## start
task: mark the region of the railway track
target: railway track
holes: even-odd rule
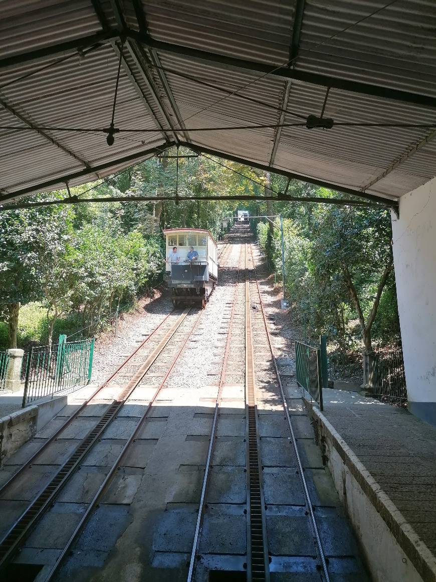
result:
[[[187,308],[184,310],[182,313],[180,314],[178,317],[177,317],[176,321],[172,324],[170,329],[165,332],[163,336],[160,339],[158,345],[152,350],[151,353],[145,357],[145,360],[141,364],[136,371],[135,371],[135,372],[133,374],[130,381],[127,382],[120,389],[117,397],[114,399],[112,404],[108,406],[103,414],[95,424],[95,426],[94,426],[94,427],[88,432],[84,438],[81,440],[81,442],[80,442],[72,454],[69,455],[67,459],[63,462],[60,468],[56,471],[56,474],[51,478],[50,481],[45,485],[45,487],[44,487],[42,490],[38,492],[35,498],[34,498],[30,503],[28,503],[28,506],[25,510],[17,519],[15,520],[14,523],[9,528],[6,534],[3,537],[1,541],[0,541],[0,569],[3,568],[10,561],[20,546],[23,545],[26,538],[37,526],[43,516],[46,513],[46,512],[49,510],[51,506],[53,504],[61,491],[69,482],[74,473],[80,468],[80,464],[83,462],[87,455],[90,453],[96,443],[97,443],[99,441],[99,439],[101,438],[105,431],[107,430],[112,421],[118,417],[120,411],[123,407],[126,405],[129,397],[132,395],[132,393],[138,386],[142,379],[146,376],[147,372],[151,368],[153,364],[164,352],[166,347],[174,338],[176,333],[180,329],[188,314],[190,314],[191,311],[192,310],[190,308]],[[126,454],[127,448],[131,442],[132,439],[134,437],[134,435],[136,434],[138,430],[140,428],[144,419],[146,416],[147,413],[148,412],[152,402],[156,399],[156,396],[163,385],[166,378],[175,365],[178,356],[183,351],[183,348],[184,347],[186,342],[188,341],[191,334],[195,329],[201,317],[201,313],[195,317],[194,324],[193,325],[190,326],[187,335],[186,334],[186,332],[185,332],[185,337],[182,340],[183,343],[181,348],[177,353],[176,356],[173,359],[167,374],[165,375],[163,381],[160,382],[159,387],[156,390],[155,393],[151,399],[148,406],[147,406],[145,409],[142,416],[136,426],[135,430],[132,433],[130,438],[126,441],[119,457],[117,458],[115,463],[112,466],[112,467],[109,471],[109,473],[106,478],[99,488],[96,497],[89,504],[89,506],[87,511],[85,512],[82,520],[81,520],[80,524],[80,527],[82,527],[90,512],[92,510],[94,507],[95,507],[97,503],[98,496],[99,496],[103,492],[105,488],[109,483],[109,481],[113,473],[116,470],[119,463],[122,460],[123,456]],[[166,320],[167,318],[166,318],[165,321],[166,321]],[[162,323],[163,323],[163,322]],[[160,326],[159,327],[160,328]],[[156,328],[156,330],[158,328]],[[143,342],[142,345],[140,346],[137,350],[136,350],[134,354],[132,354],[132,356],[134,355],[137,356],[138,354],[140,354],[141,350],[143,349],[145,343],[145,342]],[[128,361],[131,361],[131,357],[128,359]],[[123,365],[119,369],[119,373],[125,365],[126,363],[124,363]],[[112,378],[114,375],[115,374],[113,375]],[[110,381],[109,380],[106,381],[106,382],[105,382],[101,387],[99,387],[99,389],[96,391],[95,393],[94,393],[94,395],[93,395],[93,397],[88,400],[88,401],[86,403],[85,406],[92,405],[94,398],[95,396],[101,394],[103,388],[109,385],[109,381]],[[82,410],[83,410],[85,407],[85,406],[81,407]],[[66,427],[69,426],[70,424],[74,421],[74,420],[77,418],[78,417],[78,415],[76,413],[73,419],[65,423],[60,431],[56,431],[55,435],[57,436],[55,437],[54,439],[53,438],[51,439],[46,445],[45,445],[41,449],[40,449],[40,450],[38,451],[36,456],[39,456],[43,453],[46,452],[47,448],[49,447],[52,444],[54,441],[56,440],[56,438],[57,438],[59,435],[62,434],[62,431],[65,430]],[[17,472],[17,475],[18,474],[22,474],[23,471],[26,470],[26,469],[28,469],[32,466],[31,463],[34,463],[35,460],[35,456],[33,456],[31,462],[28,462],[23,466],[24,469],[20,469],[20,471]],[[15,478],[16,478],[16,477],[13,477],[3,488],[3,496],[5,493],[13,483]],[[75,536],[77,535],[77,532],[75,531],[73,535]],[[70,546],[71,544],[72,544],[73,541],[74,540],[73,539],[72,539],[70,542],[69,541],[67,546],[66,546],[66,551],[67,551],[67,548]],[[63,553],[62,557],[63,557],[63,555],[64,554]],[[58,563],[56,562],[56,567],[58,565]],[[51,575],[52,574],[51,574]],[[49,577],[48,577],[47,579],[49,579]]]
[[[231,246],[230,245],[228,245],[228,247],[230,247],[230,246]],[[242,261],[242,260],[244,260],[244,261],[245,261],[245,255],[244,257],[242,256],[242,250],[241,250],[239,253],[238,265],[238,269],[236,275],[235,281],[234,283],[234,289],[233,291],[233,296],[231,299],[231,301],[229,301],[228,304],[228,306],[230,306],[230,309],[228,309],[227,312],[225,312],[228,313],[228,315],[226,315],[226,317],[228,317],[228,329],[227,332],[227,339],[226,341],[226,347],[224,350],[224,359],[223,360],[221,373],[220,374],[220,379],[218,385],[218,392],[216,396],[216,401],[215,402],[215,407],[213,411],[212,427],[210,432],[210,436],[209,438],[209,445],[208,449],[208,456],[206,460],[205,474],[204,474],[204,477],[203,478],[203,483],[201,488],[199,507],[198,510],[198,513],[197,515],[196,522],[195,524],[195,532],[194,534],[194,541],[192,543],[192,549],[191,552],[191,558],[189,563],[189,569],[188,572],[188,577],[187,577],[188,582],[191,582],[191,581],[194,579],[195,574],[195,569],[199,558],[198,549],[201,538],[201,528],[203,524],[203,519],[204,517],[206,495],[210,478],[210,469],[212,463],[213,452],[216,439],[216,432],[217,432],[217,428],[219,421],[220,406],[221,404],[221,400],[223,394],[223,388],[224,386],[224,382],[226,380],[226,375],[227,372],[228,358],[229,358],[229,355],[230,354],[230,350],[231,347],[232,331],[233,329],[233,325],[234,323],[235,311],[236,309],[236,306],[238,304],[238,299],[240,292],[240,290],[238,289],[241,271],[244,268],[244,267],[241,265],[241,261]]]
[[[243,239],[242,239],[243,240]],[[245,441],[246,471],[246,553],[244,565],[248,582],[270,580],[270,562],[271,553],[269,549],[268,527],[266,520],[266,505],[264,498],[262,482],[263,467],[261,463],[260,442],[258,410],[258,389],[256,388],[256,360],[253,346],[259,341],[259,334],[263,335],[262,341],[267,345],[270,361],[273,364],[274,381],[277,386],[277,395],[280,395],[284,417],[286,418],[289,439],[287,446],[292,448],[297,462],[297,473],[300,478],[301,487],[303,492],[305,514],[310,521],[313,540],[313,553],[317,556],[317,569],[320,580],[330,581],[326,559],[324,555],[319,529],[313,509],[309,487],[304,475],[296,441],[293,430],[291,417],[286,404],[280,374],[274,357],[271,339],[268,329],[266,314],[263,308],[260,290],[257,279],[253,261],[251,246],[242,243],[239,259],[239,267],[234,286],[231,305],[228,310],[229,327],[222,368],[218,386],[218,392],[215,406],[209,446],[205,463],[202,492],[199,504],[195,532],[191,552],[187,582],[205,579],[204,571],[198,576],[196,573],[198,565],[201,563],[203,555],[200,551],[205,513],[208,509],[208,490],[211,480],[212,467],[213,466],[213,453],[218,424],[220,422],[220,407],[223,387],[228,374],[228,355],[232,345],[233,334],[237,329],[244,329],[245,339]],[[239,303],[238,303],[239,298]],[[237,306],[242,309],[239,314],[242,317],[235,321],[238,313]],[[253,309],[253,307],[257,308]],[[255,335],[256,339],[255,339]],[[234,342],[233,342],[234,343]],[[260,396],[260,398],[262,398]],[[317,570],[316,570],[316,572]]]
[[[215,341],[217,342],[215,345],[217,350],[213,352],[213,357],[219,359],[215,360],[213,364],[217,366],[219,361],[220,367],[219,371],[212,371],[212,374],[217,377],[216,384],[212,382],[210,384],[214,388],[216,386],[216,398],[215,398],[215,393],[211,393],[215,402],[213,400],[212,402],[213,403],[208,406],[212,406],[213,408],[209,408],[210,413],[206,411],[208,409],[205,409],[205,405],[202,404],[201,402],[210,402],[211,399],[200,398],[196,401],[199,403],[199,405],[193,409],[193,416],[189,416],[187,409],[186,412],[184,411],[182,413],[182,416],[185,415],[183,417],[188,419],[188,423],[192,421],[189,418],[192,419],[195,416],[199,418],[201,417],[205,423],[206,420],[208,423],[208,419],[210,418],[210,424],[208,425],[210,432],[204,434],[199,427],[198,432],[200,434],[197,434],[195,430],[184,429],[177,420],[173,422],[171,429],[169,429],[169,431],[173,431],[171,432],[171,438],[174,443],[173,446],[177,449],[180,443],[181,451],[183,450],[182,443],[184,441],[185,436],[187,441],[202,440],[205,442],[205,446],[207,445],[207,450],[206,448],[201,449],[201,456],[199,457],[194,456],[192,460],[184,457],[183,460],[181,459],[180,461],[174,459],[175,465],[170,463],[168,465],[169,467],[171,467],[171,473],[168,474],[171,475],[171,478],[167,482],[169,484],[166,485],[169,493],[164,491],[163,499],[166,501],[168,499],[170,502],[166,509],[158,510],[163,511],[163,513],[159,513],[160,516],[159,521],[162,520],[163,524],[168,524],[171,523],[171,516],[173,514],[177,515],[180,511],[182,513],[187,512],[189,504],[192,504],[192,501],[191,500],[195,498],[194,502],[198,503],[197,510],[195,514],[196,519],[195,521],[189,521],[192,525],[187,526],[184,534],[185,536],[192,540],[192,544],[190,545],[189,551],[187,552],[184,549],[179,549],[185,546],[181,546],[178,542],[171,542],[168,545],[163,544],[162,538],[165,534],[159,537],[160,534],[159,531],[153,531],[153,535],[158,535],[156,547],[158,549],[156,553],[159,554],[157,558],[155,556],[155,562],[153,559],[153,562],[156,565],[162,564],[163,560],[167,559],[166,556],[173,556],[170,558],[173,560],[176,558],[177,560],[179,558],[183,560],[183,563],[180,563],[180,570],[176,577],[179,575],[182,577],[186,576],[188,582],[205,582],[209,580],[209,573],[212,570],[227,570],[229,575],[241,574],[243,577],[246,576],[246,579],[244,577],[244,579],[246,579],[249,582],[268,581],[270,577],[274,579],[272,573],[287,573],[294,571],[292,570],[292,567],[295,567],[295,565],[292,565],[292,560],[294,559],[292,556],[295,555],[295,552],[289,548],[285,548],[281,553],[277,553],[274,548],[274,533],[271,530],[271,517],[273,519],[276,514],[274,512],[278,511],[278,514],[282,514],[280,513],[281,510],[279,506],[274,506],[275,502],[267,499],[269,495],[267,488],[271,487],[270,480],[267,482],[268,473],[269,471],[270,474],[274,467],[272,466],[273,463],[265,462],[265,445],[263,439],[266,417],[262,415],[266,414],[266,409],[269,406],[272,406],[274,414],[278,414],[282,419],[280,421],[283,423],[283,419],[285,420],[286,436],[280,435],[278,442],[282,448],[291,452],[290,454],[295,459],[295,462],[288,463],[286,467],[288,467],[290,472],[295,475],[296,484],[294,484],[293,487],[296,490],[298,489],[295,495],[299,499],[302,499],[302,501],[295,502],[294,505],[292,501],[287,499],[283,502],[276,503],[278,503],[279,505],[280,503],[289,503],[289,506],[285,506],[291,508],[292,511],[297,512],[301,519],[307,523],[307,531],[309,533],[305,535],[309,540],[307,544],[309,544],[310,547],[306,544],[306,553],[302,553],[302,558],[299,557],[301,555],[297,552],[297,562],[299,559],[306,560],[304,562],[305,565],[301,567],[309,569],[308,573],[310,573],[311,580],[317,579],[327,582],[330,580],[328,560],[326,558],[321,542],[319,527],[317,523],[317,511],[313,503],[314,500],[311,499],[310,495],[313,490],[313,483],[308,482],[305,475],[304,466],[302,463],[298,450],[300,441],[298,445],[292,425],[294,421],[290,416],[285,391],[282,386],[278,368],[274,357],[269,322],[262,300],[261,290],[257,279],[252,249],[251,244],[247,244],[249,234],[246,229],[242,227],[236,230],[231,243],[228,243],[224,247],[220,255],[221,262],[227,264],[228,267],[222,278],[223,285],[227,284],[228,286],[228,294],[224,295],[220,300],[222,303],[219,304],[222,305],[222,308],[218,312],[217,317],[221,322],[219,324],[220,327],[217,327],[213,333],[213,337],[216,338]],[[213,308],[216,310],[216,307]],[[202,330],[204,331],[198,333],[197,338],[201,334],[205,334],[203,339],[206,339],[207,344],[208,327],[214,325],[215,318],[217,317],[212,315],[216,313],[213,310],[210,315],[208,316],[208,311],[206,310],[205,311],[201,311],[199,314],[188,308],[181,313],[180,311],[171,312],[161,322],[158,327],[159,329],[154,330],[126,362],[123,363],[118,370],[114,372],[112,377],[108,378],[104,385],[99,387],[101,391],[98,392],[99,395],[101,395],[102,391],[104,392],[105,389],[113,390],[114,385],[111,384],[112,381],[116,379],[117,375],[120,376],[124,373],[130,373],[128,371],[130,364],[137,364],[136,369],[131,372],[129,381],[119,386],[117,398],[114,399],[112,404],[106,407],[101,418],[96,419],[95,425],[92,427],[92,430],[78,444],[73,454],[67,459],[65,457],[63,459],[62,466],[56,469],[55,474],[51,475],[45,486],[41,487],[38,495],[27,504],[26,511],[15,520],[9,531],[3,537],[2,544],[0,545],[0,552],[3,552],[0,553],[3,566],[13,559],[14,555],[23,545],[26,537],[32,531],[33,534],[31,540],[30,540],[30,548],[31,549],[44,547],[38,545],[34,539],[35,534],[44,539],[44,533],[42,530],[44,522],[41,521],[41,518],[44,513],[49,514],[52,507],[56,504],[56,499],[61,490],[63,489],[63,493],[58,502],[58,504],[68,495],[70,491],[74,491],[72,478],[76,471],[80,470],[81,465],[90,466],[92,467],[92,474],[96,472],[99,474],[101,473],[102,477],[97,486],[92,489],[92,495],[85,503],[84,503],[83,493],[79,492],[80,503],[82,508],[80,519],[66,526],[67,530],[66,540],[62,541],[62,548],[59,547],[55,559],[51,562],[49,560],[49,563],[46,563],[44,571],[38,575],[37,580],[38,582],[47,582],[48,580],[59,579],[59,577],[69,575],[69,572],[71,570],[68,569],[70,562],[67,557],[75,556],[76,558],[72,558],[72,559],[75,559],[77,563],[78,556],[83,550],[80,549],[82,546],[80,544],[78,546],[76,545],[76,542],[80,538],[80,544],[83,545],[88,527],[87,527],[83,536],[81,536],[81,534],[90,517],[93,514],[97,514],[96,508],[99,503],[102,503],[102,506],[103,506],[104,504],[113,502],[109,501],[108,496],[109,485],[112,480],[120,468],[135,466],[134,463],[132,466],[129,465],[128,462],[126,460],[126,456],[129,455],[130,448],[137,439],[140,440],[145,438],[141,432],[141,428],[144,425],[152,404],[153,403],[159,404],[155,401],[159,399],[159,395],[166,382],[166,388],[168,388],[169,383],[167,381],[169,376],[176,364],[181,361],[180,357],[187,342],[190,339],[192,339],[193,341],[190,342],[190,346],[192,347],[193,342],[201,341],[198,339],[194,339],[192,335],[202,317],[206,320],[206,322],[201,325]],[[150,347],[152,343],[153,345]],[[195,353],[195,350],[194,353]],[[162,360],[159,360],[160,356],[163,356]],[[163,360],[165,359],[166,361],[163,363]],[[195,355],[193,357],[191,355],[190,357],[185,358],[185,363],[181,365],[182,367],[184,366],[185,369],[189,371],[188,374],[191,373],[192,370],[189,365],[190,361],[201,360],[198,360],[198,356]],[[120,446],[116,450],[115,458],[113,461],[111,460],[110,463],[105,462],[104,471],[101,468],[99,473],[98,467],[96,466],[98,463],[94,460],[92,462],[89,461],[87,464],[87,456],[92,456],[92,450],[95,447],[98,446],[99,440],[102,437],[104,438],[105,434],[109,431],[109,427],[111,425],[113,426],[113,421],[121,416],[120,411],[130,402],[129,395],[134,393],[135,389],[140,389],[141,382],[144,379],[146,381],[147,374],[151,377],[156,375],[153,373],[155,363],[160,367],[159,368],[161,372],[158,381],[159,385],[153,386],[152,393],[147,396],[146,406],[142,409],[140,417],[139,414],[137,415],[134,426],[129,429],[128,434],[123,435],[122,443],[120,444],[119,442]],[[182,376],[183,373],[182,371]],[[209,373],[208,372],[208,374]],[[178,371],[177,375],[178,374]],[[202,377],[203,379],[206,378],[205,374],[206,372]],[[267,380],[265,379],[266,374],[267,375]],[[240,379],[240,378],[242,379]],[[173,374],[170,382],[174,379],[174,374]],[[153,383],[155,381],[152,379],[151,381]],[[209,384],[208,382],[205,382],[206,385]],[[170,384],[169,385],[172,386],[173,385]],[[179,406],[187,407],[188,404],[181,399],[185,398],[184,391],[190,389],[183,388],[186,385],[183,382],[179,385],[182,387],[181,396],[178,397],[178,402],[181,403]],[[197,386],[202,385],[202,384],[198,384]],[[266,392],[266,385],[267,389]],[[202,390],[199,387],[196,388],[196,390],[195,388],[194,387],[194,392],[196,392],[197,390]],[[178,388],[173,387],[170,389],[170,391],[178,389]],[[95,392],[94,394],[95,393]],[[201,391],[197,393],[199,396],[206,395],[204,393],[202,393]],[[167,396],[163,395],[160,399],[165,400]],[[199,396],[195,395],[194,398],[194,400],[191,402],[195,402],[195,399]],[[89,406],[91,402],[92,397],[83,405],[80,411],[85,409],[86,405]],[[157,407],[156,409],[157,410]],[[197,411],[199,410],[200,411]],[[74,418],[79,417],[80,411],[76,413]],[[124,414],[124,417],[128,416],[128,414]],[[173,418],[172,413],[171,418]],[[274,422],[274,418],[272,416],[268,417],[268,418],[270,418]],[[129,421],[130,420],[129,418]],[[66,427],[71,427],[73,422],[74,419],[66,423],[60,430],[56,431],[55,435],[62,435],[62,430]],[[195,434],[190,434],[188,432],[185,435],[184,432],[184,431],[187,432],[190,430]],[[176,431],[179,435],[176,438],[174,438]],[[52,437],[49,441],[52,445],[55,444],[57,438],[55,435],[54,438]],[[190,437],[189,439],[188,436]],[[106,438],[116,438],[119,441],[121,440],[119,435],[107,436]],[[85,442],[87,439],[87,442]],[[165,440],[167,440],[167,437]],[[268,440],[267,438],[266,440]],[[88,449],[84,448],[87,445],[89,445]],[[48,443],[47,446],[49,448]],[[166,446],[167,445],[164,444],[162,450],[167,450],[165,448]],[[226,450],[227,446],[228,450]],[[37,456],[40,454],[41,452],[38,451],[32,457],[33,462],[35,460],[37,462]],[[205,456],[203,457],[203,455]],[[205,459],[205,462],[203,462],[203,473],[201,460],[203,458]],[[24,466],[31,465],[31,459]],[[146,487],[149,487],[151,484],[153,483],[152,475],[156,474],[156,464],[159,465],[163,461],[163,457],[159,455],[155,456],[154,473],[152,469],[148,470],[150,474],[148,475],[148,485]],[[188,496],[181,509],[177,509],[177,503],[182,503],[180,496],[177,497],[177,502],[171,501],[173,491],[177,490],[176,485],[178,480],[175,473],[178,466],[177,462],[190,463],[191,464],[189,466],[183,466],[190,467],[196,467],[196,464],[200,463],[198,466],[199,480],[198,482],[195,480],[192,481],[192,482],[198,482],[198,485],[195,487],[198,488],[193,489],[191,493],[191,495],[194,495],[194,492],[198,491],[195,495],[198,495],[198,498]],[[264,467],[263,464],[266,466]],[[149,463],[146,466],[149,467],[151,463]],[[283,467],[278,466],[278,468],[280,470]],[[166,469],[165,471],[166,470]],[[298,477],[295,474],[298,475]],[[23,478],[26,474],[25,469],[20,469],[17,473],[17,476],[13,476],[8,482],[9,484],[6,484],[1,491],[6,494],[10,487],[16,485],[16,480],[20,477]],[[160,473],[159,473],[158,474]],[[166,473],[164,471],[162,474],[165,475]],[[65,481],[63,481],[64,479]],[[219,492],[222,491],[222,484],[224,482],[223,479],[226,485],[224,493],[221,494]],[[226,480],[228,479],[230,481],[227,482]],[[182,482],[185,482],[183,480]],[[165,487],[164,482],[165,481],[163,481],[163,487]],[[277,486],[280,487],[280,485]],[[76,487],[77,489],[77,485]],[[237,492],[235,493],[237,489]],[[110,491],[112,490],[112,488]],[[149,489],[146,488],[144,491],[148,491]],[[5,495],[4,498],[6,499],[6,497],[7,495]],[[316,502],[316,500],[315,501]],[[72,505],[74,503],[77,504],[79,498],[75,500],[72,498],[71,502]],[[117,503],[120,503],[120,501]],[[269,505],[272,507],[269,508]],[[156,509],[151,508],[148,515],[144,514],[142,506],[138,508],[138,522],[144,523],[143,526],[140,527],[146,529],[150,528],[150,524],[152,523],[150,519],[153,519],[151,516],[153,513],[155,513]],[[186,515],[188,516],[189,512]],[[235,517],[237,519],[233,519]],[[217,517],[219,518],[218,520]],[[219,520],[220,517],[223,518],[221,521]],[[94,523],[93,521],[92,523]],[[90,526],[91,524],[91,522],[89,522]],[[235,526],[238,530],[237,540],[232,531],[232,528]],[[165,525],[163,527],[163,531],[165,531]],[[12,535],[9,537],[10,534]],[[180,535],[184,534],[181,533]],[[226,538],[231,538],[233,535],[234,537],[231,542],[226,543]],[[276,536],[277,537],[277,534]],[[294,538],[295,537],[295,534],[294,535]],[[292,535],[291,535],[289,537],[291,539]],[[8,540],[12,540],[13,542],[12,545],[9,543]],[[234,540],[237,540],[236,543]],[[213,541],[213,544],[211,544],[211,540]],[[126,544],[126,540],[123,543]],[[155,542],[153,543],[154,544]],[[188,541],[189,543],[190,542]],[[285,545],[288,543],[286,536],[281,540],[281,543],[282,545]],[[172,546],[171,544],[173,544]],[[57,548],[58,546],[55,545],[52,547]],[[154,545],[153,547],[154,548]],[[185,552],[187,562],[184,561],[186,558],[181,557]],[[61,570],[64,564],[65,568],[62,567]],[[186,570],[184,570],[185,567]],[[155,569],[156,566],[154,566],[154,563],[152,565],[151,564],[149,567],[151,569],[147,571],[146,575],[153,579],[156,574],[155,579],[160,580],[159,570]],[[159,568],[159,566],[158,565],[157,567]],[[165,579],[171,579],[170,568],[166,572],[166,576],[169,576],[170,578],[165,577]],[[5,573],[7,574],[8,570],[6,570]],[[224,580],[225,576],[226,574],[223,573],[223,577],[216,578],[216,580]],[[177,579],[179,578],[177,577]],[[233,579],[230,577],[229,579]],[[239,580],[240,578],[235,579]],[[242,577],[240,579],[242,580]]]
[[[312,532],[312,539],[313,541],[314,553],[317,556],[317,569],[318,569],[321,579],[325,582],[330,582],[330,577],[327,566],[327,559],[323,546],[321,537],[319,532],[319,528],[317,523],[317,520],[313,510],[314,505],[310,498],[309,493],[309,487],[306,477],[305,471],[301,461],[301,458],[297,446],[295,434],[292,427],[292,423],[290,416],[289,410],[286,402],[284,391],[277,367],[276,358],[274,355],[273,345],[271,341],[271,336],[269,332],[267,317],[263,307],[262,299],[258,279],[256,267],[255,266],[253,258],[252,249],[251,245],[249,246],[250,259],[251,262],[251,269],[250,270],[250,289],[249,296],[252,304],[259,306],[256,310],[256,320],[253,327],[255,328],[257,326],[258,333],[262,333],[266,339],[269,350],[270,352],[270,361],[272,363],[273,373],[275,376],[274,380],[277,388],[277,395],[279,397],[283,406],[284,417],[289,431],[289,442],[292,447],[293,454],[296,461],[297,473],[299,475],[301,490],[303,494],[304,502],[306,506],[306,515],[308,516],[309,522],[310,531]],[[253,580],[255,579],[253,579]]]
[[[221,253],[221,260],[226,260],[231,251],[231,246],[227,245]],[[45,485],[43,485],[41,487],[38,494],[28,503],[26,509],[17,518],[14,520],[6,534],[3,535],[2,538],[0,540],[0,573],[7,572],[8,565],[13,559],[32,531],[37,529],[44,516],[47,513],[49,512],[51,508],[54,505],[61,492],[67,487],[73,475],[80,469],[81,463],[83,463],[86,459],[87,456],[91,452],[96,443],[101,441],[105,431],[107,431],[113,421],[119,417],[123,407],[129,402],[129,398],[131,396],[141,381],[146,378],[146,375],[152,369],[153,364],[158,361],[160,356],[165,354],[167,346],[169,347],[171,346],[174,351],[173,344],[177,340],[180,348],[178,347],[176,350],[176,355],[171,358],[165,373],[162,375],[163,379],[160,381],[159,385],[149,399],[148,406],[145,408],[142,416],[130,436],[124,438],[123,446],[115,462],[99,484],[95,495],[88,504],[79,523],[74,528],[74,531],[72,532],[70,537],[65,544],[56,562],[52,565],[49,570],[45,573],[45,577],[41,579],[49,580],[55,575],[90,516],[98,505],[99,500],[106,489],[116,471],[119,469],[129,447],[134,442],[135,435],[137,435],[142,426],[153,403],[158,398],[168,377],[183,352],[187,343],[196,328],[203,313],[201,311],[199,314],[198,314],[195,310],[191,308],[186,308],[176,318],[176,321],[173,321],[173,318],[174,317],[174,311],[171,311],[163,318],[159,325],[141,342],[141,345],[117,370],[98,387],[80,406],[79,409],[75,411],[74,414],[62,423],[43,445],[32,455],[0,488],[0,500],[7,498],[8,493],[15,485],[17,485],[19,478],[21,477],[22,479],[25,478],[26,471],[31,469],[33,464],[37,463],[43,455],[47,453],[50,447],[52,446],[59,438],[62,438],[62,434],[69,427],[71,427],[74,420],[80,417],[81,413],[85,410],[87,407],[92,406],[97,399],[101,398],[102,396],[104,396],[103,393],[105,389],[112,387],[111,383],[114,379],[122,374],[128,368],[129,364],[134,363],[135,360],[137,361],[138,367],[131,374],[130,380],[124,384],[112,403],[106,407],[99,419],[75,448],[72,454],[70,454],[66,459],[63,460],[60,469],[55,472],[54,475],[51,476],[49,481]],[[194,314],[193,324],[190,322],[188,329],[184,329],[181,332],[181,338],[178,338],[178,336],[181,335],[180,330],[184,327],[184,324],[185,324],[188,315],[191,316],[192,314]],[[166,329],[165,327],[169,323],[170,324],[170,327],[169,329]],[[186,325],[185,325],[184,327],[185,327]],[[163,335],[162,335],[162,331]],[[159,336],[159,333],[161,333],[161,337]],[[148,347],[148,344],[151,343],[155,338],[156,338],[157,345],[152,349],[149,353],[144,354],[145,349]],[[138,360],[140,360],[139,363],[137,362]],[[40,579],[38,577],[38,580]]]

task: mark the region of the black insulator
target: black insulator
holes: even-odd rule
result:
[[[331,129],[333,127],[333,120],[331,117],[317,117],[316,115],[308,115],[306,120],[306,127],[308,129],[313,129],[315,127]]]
## end
* [WHAT YOU WILL DO]:
Copy the rows above again without any changes, starting at the line that contains "task: mark the region of the black insulator" and continuing through the end of the rows.

* [THE OUTPUT]:
task: mark the region of the black insulator
target: black insulator
holes: even-odd rule
result:
[[[331,129],[333,127],[333,120],[331,117],[317,117],[316,115],[308,115],[306,120],[306,127],[308,129],[313,129],[315,127]]]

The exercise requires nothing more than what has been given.